In the aftermath of the terrorist attack on mosques in Christchurch, New Zealand, in which 50 people were killed, some of the comments from those with a public platform have been breathtakingly offensive.
I’ll be the first to admit that while I don’t always agree with our prime minister, he was surely right to publicly denounce what he called the “disgraceful smear” by Waleed Aly. The Project host — and you just will not believe this — actually accused the governing Coalition of fanning the flames of anti-Muslim bigotry just because it has spent two decades cynically fanning the flames of anti-Muslim bigotry!
Honestly, if the media start accurately describing the attitudes of our leaders, then I despair — mostly for my chances of finding new material for these columns.
Aly’s specific comments, which drew a furious phone call from the PM’s office accusing him of “defamation”, was his reference to “media reports going back eight years at a shadow cabinet meeting in which [Morrison] suggested his party should use community concerns about Muslims in Australia failing to integrate as a political strategy”.
Incredible. How could Aly say such things just because there are actual media reports going back eight years that Morrison said those things?
Honestly, if our politicians cannot speak freely in closed-door meetings about their desires to exploit racism then no wonder they are forced to retreat to the privacy of Sky News broadcasts!
The Project offered Morrison a chance to appear on the program and defend himself, but the PM refused. And fair enough, because it is surely a matter of principle that under no circumstances can we negotiate with those who call out the appeasers of terror.
Other government members defended Morrison, insisting he didn’t make those comments.
One was home affairs minister Peter Dutton and I’m inclined to believe him. As a man on record as having suggested Australia made an “error” in letting Lebanese Muslims into the country, I am pretty sure Dutton knows cynical attempts to exploit Islamophobia when he hears them.
Another was health minister Greg Hunt, who strongly denied Morrison said anything like what media reports claimed. True, he wasn’t even at that particular meeting, but as he told ABC Radio at the time, “I know Scott”.
Which is weird, coz I don’t and yet I can still think of more incidents of his race baiting for political ends than I can count.
Dutton, for his part, helpfully suggested that the views of the “extreme left” are just as bad as the white supremacist views that drove the killer. And fair enough, as between “we should kill Muslims” and “we should not hate or discriminate against Muslims” there is clearly very little difference. Both statements include the word “Muslims”, and no doubt that’s enough to upset Dutton.
For his part, Channel 7’s Sunrise host David Koch angrily accused Senator Pauline Hanson of being complicit in the terrorist act as the killer Brendan Tarrant’s stated views “read like One Nation’s immigration policy”. I’m inclined to trust his judgment here, as having given Hanson a platform so frequently to expound on that policy, he must know it backwards.

PROBLEMS AND TASKS ->
1. Name every person the column on reactions to the Christchurch attack identifies by name.
2. Reproduce the column on reactions to the Christchurch attack word for word, starting at "Honestly, if our" and ending at "appeasers of terror.".

EXCERPTED DATA ->
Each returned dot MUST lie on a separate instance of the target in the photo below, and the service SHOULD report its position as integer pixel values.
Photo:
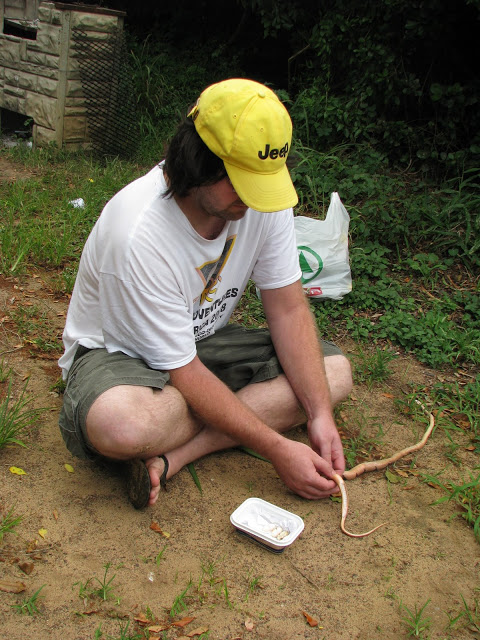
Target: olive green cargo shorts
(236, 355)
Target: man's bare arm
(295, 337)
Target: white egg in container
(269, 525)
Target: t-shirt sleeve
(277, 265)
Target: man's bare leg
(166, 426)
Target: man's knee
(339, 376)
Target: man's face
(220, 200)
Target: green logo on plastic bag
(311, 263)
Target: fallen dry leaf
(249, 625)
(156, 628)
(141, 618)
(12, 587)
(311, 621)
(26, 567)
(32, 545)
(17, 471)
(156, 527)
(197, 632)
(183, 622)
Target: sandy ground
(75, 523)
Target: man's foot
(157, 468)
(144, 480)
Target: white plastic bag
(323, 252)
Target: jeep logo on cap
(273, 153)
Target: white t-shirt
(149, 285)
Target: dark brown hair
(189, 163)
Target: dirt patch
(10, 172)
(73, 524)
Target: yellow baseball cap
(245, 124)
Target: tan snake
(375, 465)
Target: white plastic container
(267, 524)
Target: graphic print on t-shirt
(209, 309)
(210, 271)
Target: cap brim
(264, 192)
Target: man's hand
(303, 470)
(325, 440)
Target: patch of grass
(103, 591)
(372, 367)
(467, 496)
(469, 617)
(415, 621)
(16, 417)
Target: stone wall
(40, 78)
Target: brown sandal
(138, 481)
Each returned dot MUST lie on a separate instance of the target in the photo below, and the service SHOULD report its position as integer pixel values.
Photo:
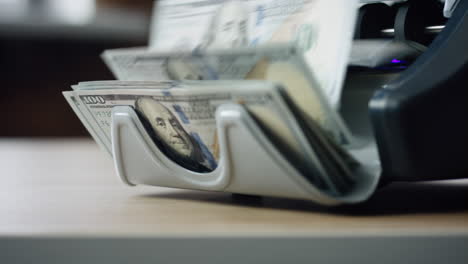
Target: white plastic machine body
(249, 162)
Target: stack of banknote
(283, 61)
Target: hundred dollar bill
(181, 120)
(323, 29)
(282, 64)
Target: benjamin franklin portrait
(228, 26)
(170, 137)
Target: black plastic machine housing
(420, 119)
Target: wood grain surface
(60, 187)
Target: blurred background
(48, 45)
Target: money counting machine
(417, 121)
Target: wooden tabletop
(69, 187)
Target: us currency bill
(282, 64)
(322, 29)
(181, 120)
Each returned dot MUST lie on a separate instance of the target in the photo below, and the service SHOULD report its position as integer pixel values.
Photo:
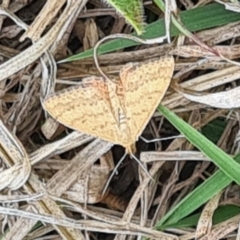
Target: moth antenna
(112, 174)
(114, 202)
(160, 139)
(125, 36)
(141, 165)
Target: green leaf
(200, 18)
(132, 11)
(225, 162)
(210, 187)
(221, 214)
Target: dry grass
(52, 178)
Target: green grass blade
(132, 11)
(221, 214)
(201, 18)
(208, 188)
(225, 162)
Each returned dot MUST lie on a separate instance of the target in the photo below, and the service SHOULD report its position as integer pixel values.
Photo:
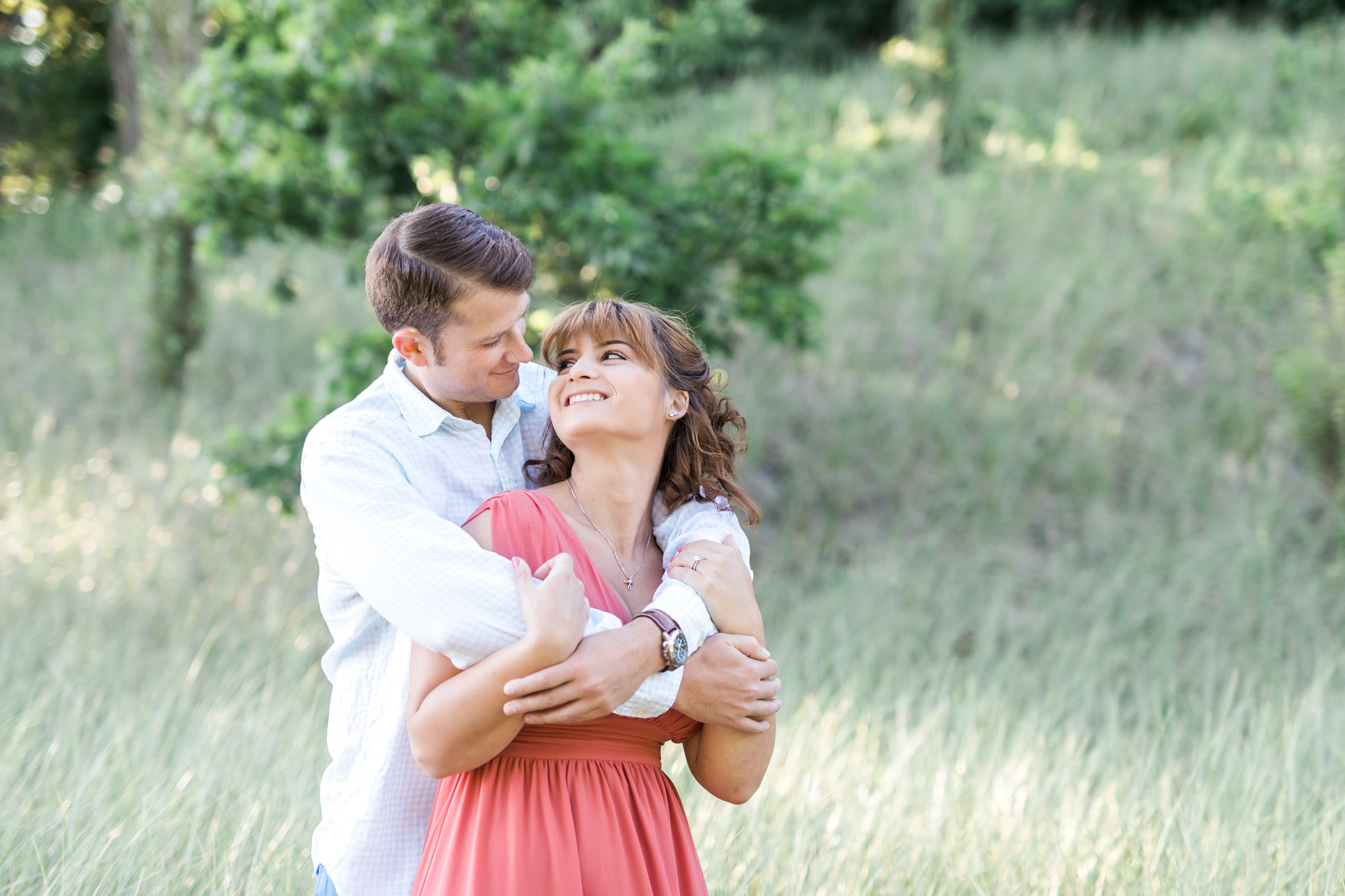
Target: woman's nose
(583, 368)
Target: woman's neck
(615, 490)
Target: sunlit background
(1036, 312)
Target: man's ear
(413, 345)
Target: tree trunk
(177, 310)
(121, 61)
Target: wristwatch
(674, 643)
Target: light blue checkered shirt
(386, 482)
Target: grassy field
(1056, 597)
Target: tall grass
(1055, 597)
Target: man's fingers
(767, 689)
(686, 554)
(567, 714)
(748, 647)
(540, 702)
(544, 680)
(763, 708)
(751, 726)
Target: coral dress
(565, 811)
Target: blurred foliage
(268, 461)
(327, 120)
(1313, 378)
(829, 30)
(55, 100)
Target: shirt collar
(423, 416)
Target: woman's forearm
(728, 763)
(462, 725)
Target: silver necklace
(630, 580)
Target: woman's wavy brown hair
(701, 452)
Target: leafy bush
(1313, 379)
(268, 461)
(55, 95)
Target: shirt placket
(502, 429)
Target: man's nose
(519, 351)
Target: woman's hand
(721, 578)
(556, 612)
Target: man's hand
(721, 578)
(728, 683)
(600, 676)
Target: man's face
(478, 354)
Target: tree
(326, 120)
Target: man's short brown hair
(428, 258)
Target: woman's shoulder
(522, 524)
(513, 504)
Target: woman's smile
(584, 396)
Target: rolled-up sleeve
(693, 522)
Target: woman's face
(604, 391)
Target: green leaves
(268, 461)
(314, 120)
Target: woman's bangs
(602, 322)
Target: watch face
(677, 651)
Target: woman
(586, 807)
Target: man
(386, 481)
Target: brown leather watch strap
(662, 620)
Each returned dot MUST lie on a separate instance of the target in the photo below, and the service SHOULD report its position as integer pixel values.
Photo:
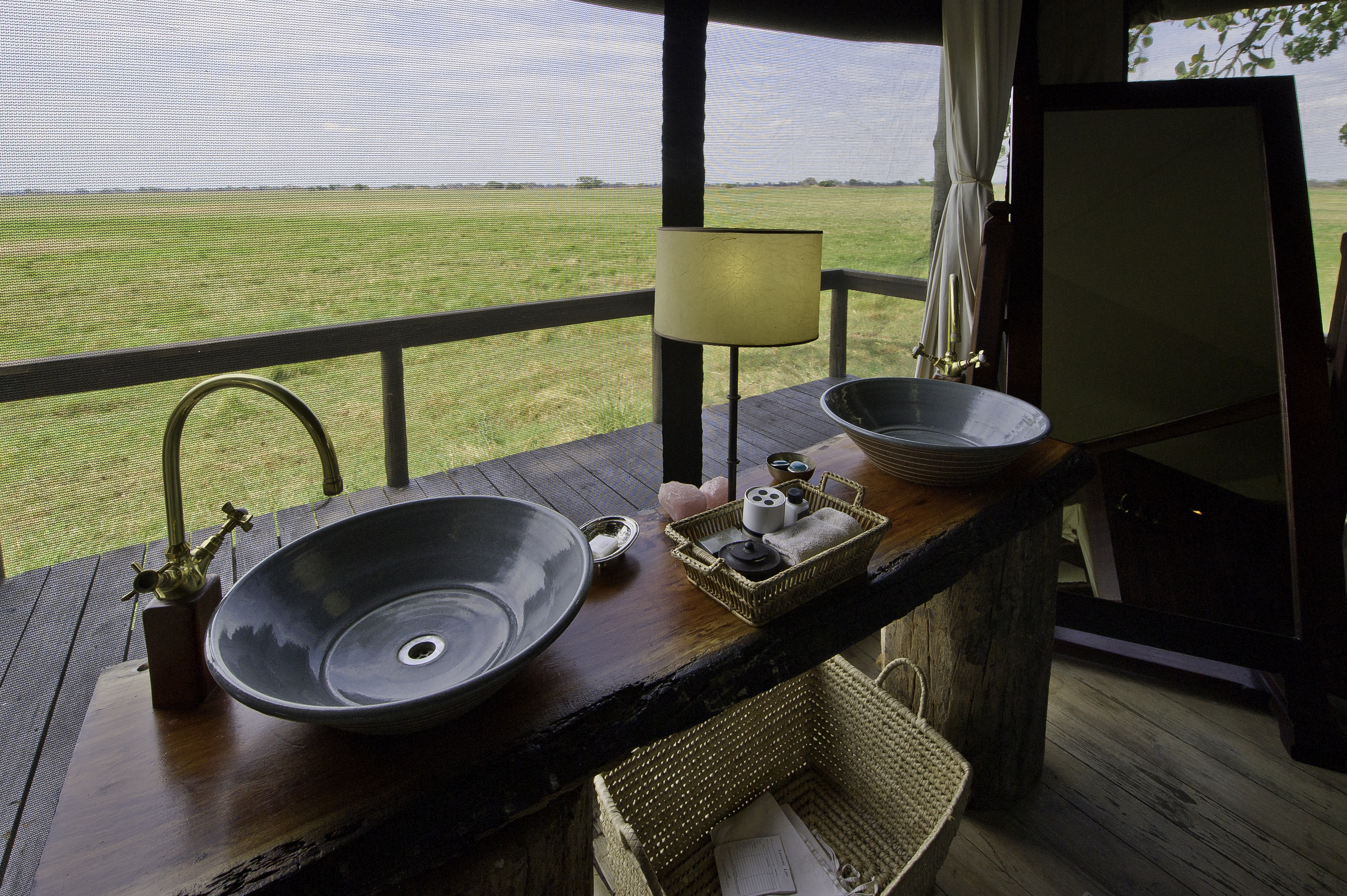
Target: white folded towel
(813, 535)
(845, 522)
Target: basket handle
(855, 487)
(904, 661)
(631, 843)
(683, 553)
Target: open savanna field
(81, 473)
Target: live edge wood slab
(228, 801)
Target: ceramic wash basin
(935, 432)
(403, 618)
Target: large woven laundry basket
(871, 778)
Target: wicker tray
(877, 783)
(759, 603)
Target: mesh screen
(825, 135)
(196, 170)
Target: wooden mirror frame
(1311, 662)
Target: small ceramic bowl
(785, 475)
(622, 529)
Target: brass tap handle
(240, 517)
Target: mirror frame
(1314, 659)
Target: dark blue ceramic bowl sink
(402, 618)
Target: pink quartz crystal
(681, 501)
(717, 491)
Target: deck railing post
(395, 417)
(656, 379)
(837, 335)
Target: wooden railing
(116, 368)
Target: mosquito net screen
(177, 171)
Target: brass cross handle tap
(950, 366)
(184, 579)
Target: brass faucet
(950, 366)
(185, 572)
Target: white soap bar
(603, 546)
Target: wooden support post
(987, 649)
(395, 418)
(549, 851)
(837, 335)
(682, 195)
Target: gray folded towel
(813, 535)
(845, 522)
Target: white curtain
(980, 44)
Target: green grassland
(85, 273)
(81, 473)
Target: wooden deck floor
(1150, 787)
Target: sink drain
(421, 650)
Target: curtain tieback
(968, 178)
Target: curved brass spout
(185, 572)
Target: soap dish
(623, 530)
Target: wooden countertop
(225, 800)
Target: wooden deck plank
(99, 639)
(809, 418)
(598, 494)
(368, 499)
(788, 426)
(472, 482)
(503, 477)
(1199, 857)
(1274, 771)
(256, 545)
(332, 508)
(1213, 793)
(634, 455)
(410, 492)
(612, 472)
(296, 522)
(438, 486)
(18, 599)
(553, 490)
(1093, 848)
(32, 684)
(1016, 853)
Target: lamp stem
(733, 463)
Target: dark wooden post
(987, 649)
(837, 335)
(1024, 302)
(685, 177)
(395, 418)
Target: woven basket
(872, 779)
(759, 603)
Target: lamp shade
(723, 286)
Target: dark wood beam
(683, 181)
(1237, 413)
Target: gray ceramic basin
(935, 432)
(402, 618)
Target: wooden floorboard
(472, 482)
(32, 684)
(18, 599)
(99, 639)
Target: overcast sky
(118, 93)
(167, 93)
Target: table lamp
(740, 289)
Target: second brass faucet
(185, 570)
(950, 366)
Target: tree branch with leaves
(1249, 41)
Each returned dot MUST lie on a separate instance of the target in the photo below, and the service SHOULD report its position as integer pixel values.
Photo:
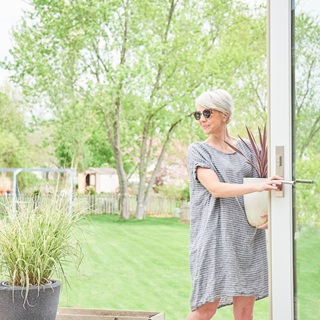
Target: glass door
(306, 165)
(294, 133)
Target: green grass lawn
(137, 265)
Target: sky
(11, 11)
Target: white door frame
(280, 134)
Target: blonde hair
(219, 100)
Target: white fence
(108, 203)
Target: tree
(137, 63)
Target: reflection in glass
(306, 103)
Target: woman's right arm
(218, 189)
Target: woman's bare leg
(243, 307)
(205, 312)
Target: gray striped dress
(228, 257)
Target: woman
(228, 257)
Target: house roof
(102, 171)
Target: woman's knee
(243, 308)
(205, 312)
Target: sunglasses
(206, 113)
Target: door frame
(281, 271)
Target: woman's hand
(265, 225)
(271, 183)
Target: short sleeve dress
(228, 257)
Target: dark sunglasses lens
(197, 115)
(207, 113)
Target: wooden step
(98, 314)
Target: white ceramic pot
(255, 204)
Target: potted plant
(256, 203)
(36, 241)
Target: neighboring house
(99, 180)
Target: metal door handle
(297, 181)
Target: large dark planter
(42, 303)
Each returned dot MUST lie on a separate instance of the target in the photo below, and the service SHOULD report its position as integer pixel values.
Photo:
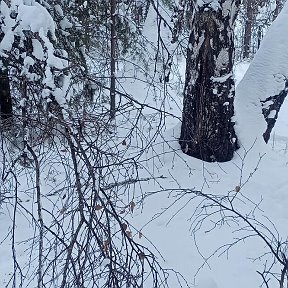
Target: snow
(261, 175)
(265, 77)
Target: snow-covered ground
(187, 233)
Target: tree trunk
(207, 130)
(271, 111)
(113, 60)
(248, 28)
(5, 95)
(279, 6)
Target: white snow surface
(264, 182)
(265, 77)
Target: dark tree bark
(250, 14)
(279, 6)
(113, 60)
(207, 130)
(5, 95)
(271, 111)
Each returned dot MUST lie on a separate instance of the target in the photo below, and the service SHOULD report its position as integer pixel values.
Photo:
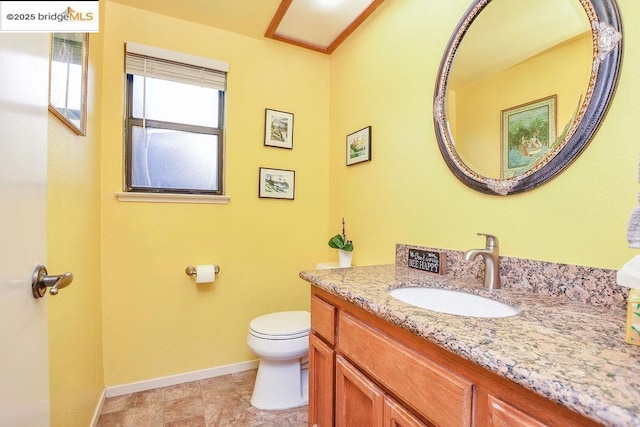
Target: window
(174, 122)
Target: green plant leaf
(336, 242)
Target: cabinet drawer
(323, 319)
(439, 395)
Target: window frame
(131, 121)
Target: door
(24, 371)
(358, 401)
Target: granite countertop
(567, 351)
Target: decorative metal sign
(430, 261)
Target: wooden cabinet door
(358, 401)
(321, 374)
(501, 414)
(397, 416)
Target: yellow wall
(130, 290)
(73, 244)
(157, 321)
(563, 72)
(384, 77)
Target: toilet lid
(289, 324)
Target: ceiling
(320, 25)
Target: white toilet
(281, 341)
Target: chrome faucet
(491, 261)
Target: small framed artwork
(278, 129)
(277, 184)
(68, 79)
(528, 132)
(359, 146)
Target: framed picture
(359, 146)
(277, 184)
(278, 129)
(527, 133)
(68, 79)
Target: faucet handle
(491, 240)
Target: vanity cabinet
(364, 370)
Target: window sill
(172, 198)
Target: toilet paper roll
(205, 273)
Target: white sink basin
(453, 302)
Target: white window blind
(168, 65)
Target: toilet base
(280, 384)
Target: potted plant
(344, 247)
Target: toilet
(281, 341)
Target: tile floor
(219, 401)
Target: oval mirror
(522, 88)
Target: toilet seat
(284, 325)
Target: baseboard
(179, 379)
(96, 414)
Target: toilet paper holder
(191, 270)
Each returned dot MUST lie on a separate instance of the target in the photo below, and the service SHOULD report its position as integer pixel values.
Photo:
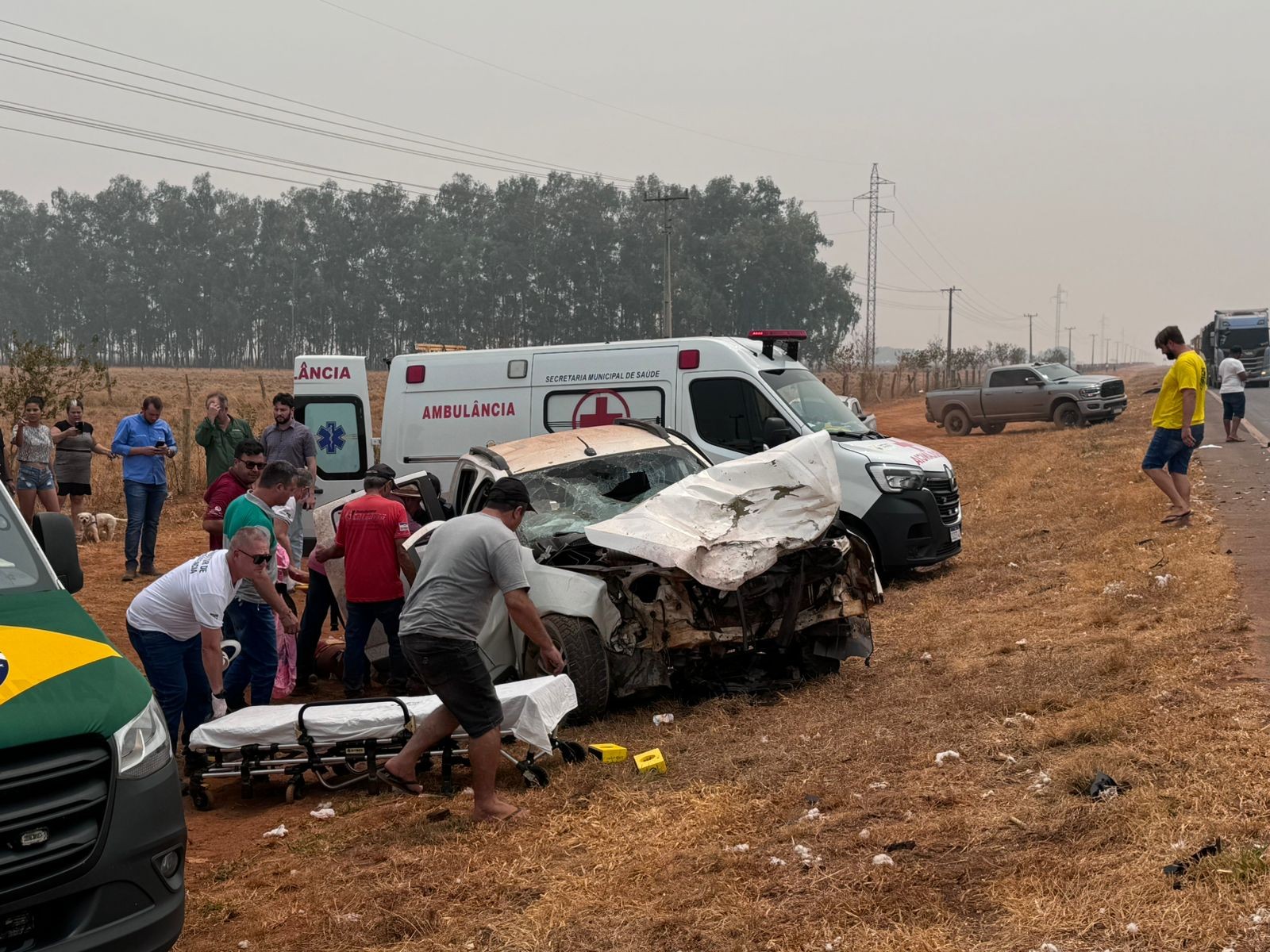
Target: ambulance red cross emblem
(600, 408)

SOLUTION SET ->
1.
Waleed Aly
Morrison
Peter Dutton
Greg Hunt
David Koch
Pauline Hanson
Brendan Tarrant

2.
Honestly, if our politicians cannot speak freely in closed-door meetings about their desires to exploit racism then no wonder they are forced to retreat to the privacy of Sky News broadcasts!
The Project offered Morrison a chance to appear on the program and defend himself, but the PM refused. And fair enough, because it is surely a matter of principle that under no circumstances can we negotiate with those who call out the appeasers of terror.